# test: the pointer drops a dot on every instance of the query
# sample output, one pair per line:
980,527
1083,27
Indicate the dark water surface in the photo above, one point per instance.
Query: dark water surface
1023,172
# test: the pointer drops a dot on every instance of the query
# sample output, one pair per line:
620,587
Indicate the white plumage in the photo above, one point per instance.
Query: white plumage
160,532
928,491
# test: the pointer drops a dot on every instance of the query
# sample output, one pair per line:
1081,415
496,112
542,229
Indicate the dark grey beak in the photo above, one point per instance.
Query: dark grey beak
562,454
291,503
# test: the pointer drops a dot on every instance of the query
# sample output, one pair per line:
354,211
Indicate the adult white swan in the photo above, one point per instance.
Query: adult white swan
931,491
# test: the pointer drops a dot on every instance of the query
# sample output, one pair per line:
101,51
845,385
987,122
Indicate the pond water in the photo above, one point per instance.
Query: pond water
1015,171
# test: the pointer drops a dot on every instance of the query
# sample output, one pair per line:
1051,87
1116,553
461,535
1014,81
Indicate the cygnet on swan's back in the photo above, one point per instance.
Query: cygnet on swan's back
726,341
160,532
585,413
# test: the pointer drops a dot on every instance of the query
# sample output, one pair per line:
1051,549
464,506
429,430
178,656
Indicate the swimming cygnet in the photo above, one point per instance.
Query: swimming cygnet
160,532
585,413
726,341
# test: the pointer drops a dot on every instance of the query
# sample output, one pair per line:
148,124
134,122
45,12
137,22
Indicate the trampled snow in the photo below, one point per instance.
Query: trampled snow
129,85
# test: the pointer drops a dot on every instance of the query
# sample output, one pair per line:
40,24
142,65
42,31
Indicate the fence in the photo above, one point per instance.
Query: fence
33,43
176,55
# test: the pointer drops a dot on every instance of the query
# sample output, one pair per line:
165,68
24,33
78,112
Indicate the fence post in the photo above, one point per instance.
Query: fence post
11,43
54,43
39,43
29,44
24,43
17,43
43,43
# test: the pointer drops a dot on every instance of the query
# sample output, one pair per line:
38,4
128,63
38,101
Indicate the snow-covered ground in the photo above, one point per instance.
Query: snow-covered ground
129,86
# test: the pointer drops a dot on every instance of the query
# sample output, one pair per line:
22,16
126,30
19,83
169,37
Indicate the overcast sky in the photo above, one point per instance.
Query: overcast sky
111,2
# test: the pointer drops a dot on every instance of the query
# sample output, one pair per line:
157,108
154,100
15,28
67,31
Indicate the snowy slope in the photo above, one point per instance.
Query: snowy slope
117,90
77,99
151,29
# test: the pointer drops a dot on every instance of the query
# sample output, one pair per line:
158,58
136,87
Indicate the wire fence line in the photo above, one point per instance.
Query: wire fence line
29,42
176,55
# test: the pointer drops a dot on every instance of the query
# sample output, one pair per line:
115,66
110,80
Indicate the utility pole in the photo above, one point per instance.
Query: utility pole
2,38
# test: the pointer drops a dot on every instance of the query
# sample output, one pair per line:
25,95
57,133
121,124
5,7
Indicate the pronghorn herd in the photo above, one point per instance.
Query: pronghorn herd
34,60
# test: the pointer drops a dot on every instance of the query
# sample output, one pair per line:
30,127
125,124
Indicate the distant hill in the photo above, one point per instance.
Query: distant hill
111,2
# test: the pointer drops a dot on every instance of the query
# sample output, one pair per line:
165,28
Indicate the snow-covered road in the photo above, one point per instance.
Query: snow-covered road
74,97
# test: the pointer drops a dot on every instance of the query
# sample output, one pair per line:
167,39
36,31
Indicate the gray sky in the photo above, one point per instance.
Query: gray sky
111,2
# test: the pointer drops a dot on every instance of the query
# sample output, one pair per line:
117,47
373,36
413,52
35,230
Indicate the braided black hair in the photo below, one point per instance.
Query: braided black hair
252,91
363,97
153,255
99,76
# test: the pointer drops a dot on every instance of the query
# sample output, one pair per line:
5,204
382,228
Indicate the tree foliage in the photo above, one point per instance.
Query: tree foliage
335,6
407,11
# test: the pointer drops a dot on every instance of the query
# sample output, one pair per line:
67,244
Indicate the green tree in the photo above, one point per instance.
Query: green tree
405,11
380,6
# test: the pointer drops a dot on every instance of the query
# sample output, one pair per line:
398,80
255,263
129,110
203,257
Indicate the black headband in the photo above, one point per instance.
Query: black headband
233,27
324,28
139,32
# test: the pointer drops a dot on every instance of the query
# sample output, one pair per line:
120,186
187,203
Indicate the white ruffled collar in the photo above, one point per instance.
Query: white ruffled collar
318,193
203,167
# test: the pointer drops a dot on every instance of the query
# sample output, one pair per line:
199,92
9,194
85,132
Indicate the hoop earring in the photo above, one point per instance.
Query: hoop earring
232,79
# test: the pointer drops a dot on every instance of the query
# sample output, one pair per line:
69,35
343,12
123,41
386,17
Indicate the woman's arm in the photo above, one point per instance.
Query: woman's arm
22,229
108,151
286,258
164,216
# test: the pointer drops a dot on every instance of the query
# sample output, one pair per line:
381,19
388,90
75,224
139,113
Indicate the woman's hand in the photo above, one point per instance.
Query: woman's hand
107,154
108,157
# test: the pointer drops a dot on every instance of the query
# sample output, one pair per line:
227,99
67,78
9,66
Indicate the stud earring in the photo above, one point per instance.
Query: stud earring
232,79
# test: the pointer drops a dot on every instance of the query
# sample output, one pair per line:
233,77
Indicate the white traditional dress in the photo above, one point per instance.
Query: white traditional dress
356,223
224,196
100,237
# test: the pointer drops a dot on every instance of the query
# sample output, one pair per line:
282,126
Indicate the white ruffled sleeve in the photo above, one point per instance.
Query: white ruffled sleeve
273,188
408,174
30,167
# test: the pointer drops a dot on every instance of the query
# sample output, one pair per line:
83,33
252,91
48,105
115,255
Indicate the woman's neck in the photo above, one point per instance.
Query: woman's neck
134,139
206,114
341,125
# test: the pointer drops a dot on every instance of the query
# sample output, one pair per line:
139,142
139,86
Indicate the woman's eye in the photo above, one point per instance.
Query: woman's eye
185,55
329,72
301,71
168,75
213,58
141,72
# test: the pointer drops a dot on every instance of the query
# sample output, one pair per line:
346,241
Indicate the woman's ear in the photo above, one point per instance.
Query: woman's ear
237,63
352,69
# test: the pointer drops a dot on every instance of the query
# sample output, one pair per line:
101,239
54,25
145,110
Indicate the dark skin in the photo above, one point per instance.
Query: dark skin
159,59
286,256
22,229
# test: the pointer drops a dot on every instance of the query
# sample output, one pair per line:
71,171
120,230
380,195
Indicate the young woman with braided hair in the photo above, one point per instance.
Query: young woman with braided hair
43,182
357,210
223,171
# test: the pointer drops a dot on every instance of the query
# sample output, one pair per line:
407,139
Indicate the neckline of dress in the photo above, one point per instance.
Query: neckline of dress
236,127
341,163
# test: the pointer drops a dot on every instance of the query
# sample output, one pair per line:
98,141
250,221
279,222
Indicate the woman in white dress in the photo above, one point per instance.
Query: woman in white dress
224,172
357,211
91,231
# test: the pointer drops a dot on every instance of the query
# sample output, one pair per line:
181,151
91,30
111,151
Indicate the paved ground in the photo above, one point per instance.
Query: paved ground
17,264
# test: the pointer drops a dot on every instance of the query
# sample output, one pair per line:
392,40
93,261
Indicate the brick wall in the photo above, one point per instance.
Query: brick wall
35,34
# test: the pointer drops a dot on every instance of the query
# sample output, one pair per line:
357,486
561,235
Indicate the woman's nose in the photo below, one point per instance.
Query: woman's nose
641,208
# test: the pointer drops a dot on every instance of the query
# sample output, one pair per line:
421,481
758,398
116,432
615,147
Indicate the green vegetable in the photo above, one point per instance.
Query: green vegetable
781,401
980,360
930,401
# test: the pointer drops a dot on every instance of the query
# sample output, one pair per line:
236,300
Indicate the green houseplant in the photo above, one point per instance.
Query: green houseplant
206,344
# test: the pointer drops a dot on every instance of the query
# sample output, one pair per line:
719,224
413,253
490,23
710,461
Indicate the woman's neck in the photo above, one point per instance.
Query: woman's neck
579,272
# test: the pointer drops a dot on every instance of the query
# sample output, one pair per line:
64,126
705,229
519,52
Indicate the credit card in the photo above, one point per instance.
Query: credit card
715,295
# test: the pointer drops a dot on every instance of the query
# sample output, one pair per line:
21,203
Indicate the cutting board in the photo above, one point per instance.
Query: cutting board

+++++

Your goal: Count the lines in the listing above that contain the string "credit", treating uppercase and lowercase as different, and reply with the number only.

Answer to this exercise: 2